**Stored rows**

——

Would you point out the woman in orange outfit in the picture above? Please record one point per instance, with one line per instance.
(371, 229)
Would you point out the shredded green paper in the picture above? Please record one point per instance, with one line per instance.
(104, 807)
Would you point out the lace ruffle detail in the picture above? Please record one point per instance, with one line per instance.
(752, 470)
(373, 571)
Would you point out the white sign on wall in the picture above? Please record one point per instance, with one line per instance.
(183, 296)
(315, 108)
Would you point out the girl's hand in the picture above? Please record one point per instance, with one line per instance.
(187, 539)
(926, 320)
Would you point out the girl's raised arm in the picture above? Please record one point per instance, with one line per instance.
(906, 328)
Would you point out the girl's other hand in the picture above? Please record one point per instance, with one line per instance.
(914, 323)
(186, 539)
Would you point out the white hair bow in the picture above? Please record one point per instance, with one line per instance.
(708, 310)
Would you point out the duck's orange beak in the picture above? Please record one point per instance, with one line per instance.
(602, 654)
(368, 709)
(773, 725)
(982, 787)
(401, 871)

——

**Task description**
Output as a numbered list everything from the line containing "Would you point out the girl's other" down to the end of the entries, leaving out blank lines.

**The result**
1. Would you point out the girl's other hand in the picture above? Please record one point per instance, with one line per instance.
2. (914, 323)
3. (186, 539)
4. Would you point out the white hair bow in the picture above? Please record one point per instance, with one line per instance.
5. (708, 310)
6. Would you point out the duck's orange beak in the picture above? Please record one point per instance, with one line per instance.
7. (602, 654)
8. (368, 709)
9. (773, 725)
10. (982, 787)
11. (401, 871)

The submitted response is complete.